Directives:
**A.** Decide whether each statement agrees with the thread on preloading data: (i) Cyno says validation usually happens before any preloading starts; (ii) pohart's biggest concern is that the approach makes the code harder to test; (iii) booooop names an in-memory database as an option for running integration tests. For each, answer yes or no and quote the deciding words of the thread.
**B.** From the thread on preloading data, extract the passage beginning at the words "If testing this" and stopping after the words "when they’re cached.".

Source excerpt:
--- BEGIN ---

Is preloading/caching data before the actual method call an (anti)pattern?

@Cyno · edit-2 7 months ago

Is preloading/caching data before the actual method call an (anti)pattern?

booooop [any] · 7 months ago

If testing this properly is your problem you should invest time in integration testing, running them on an in-memory database is an option as well. I think retrieving all the data and “caching” it like you call it has some negative consequences, for example what if the validation for some action fails and you didn’t need to load whatever you preloaded? Waste of a call to the db

@pohart · edit-2 7 months ago

You’re right that this could introduce regressions, but it sounds like it’s making more testable.

My biggest concern would be introducing db contention with locks being held for too long, and introducing race conditions because the cached data isn’t locking the records when they’re cached.

Edit: your->you’re

@Cyno · 7 months ago

Validation is usually the first step so I only start preloading after it’s done of course, but you are right - you can easily end up loading more data than it necessary.

However, it can also result in fewer overall queries - if I load all relevant entities at the beginning then later I won’t have to do 2+ separate calls to get relevant data perhaps. For example, if I’m processing weather for 3 users, I know to preload all 3 users and weather data for the 3 locations where they live in. The old implementation could end up loading 3 users, then go into a loop and eventually into a method that processes their weather data and do 3 separate weather db hits for each of the users (this is a simplified example but something that I’ve definitely seen happen in more subtle ways).

I guess I’m just trying to find a way to keep it a pure method with only “actual logic” in it, without depending on a database. Forcing developers to think ahead about what data they actually need in advance also seems like a good thing maybe.

@pohart · 7 months ago

Forcing developers to think ahead about what data they actually need in advance also seems like a good thing maybe.

It does.

--- END ---

Stored records:
--- BEGIN ---

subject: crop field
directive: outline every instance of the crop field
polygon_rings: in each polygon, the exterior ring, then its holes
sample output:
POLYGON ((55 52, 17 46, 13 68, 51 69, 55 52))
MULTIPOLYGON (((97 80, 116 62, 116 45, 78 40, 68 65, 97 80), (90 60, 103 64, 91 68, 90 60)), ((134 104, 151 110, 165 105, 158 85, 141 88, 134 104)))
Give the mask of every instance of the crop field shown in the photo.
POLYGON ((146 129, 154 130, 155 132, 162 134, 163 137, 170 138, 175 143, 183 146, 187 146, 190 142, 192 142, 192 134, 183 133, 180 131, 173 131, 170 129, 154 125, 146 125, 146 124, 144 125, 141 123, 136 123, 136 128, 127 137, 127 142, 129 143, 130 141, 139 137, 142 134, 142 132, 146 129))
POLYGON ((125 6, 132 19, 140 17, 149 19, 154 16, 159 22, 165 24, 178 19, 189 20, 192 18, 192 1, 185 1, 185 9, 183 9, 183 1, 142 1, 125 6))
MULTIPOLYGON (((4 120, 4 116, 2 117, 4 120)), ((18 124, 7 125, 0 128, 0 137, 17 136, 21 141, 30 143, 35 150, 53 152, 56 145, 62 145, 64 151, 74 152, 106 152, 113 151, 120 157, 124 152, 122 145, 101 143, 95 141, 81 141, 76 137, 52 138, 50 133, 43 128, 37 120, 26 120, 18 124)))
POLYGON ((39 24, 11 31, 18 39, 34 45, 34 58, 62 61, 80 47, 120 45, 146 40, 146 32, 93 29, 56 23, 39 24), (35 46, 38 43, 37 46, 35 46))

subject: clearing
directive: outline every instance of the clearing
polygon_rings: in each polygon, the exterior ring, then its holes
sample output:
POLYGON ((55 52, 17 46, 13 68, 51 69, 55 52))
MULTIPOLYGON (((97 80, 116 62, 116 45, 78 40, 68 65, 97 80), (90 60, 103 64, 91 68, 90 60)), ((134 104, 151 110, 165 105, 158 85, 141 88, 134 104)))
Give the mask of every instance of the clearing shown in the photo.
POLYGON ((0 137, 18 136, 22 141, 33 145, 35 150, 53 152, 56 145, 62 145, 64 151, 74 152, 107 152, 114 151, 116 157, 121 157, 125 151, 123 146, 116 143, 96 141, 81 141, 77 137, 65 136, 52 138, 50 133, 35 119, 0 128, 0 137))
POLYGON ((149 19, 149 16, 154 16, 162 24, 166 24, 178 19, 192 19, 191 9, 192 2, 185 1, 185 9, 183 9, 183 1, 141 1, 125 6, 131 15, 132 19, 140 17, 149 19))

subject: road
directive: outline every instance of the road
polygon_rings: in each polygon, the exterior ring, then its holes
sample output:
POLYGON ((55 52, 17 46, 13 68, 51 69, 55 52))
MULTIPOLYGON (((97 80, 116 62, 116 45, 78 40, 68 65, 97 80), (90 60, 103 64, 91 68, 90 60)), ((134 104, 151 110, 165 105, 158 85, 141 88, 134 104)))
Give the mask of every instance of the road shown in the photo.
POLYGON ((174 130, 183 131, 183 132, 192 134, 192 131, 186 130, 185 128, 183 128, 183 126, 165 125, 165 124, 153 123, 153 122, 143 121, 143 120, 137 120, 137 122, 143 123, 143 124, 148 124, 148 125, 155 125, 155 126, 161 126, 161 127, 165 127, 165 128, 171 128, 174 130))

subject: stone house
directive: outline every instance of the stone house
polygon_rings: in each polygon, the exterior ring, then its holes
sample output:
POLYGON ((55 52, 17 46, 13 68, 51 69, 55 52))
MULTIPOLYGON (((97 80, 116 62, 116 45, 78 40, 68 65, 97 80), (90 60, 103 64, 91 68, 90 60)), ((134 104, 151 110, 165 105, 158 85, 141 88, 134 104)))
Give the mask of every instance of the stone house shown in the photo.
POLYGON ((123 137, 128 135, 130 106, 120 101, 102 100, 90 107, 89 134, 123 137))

--- END ---

Exercise answers:
**A.**
(i) Yes: "Validation is usually the first step so I only start preloading after it’s done of course"
(ii) No: "it sounds like it’s making more testable. My biggest concern would be introducing db contention with locks being held for too long"
(iii) Yes: "you should invest time in integration testing, running them on an in-memory database is an option as well"

**B.**
If testing this properly is your problem you should invest time in integration testing, running them on an in-memory database is an option as well. I think retrieving all the data and “caching” it like you call it has some negative consequences, for example what if the validation for some action fails and you didn’t need to load whatever you preloaded? Waste of a call to the db

@pohart · edit-2 7 months ago

You’re right that this could introduce regressions, but it sounds like it’s making more testable.

My biggest concern would be introducing db contention with locks being held for too long, and introducing race conditions because the cached data isn’t locking the records when they’re cached.